- PROBLEM: From the items below, select every line that contains the word "distant" and copy each of those lines.

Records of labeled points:
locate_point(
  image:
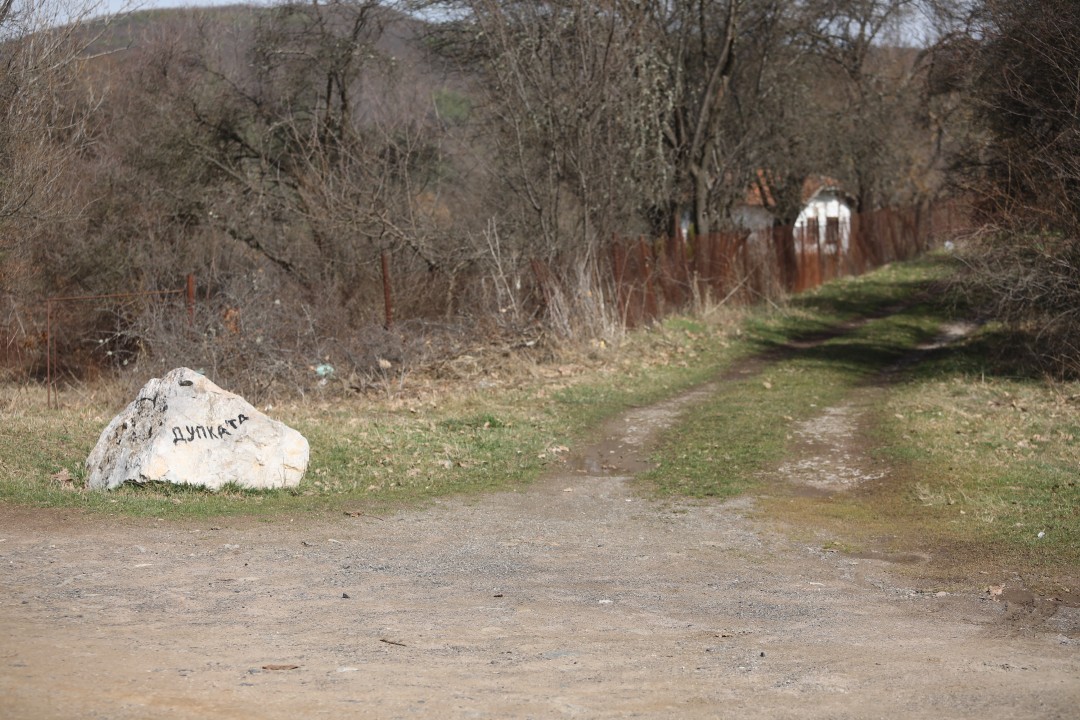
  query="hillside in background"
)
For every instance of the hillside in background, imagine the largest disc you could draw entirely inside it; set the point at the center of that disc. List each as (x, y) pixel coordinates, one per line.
(353, 187)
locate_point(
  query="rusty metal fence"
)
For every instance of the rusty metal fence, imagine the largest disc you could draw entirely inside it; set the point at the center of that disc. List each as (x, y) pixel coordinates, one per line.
(656, 276)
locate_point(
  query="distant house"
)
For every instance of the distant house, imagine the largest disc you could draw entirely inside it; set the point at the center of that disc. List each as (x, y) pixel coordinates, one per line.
(824, 222)
(823, 225)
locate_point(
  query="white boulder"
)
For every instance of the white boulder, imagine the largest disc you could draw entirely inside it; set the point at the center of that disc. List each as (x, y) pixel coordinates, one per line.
(183, 429)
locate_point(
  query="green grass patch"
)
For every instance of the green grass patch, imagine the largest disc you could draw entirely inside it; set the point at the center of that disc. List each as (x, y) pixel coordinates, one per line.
(374, 456)
(723, 447)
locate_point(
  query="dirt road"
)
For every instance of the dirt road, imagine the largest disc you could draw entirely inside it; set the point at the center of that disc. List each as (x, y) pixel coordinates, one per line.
(574, 598)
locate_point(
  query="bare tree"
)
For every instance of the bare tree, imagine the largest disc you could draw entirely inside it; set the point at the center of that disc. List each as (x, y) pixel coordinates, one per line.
(41, 44)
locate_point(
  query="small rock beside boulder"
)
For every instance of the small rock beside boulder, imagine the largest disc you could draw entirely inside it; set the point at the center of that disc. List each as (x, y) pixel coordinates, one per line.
(183, 429)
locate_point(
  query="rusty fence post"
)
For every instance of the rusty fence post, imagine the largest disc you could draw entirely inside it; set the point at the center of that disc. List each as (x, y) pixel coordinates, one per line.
(387, 300)
(191, 300)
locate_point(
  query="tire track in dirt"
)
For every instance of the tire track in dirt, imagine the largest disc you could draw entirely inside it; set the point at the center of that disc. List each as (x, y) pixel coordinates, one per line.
(572, 598)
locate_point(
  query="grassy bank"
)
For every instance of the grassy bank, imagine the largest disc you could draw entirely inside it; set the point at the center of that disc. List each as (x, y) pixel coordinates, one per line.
(977, 462)
(499, 423)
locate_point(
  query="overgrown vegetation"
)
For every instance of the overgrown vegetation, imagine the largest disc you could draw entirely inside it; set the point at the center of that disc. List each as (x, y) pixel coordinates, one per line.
(1022, 163)
(355, 184)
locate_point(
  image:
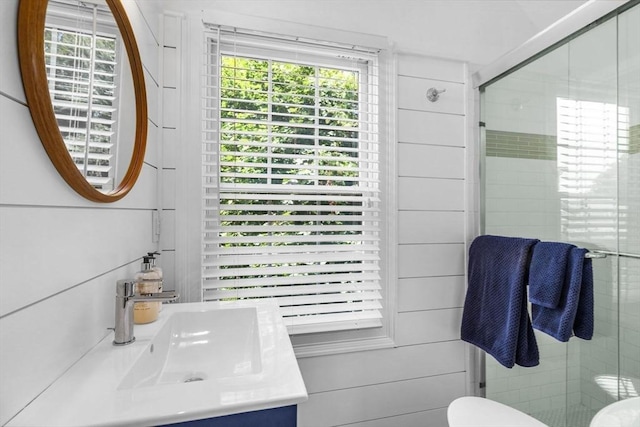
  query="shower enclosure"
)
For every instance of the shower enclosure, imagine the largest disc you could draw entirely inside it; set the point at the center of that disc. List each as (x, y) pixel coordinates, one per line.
(560, 137)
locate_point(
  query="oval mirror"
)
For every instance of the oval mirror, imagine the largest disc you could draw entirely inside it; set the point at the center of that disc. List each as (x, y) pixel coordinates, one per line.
(84, 85)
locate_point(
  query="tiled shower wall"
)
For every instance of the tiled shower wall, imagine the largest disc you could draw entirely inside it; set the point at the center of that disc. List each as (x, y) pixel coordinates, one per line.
(522, 198)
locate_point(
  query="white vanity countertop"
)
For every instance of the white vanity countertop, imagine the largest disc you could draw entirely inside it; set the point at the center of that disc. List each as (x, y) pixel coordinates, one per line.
(90, 392)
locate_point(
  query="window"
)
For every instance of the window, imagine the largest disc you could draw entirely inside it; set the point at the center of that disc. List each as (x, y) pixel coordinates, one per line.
(82, 71)
(291, 179)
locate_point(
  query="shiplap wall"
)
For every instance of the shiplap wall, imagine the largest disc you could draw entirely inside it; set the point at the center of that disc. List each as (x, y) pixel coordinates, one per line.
(412, 384)
(61, 255)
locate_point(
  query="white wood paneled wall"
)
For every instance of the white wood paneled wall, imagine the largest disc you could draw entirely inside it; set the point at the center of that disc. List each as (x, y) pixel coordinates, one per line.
(412, 384)
(61, 255)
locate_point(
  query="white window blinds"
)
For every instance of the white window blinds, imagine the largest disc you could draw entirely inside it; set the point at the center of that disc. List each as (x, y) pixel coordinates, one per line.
(81, 62)
(291, 179)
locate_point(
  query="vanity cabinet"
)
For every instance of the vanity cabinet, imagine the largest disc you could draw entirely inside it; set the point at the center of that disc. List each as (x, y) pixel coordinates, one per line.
(285, 416)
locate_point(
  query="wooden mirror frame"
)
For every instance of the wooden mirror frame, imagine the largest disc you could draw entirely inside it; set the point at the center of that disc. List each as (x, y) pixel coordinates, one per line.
(31, 23)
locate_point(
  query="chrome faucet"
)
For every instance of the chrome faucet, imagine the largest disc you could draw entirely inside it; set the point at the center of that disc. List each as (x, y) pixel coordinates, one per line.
(125, 298)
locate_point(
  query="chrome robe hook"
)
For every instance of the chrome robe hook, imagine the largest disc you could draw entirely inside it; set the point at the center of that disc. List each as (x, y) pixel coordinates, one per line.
(433, 94)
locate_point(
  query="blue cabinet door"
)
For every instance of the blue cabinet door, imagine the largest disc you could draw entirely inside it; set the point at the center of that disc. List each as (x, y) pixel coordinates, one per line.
(285, 416)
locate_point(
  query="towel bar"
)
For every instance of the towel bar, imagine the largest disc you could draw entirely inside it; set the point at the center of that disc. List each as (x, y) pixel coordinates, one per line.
(604, 254)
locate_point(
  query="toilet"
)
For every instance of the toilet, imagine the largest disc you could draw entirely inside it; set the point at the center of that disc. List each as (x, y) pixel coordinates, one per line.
(471, 411)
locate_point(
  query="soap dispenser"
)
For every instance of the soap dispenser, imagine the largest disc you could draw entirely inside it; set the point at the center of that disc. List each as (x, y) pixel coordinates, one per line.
(158, 270)
(147, 281)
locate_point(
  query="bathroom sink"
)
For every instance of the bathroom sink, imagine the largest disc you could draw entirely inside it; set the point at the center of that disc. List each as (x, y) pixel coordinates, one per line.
(197, 361)
(199, 346)
(624, 413)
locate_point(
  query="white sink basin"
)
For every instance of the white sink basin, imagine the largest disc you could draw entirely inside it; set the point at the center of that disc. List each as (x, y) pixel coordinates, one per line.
(624, 413)
(196, 361)
(199, 346)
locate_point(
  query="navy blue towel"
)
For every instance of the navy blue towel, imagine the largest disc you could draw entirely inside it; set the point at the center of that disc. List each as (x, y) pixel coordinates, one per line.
(547, 273)
(495, 316)
(574, 313)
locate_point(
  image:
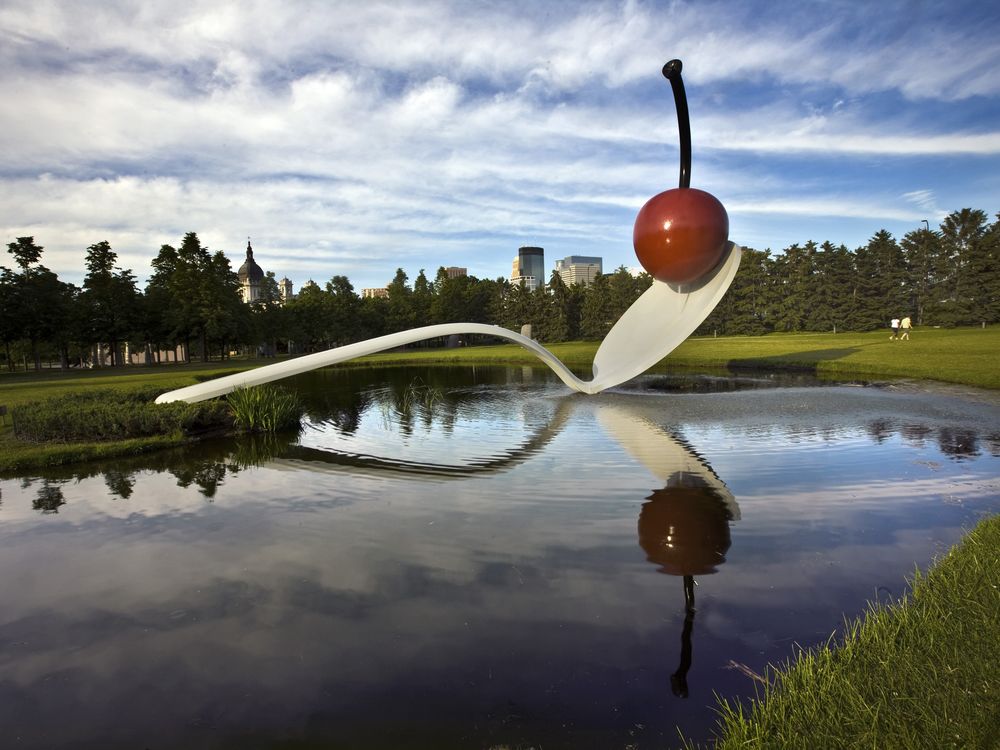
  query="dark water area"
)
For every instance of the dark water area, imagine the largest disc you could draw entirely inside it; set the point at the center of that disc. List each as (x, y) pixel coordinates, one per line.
(473, 558)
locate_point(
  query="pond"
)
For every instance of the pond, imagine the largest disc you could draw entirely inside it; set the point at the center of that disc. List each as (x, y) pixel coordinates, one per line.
(474, 558)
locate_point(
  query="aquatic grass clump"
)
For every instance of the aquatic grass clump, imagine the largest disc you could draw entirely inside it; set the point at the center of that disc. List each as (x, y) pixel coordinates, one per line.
(113, 414)
(919, 673)
(265, 408)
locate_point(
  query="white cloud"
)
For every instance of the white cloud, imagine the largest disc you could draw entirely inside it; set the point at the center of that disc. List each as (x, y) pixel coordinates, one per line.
(407, 130)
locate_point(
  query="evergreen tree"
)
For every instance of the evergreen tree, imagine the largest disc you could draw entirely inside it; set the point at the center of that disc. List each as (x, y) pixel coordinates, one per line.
(110, 300)
(595, 311)
(400, 314)
(920, 248)
(344, 307)
(963, 266)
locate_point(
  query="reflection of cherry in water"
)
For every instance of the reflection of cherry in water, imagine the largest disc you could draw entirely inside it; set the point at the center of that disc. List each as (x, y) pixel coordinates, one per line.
(684, 528)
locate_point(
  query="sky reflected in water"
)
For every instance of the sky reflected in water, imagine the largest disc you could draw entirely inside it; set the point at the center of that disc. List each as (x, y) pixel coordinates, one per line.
(471, 559)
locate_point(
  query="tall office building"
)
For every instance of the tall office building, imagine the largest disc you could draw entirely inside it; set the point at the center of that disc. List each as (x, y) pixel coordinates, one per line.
(579, 269)
(529, 268)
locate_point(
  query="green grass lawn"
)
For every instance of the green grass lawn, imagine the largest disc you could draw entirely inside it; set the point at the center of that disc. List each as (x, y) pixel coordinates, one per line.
(922, 673)
(967, 356)
(20, 388)
(964, 355)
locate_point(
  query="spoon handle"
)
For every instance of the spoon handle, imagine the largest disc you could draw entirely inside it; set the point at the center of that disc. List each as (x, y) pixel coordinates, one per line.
(672, 72)
(299, 365)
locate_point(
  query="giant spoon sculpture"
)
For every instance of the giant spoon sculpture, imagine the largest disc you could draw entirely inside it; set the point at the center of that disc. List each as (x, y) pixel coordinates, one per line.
(680, 238)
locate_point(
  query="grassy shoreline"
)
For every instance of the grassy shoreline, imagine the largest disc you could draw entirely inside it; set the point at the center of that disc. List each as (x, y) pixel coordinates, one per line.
(964, 356)
(920, 673)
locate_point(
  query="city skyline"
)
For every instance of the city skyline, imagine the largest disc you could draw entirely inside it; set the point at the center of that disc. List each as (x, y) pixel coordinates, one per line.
(360, 139)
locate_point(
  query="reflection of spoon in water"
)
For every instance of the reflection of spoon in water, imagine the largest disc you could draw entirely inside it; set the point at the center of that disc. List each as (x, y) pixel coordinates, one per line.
(670, 234)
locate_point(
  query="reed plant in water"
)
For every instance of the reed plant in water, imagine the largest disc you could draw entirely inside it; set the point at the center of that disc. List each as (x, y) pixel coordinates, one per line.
(265, 408)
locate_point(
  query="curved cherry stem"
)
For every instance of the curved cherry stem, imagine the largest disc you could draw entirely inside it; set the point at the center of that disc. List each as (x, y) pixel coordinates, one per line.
(672, 72)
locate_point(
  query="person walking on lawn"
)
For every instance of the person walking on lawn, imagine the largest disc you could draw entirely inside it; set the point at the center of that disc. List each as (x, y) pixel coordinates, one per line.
(904, 328)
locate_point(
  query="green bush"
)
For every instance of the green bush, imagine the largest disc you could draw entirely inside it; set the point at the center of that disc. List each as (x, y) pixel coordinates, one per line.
(265, 408)
(114, 414)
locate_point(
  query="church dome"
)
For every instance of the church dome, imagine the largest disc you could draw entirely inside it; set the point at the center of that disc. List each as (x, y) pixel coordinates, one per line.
(250, 272)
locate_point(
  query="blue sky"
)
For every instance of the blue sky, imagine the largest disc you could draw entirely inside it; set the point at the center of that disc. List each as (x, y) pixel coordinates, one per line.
(357, 137)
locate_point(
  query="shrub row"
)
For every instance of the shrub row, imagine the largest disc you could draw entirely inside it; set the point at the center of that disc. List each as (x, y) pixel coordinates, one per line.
(114, 414)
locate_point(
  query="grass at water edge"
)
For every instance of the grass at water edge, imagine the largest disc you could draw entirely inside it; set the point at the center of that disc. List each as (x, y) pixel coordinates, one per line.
(918, 673)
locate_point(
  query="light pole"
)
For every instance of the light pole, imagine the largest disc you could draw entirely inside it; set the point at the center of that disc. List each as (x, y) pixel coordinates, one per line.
(923, 271)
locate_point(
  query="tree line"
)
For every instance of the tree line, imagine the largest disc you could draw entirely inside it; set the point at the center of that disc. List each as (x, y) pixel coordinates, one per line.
(944, 277)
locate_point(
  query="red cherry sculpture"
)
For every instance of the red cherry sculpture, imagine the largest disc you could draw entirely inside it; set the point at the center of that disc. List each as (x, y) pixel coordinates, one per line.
(681, 234)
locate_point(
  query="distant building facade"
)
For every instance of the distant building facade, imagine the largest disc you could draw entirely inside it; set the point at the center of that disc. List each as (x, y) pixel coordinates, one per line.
(579, 269)
(251, 276)
(528, 269)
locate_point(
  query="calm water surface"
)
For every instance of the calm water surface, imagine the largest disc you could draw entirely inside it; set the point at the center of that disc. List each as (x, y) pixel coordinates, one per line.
(471, 558)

- ANSWER TO THE TASK:
  query="distant house"
For every instance of the distant house, imagine the largest disc you could draw entirely inside it; set the point at the center of that disc. List each as (x, y) pixel coordinates, one per line.
  query="distant building facade"
For every instance of the distant building facade, imagine the largest disc you could draw entirely inside it; set the point at the center of that disc. List each as (x, y) pixel coordinates, one per line.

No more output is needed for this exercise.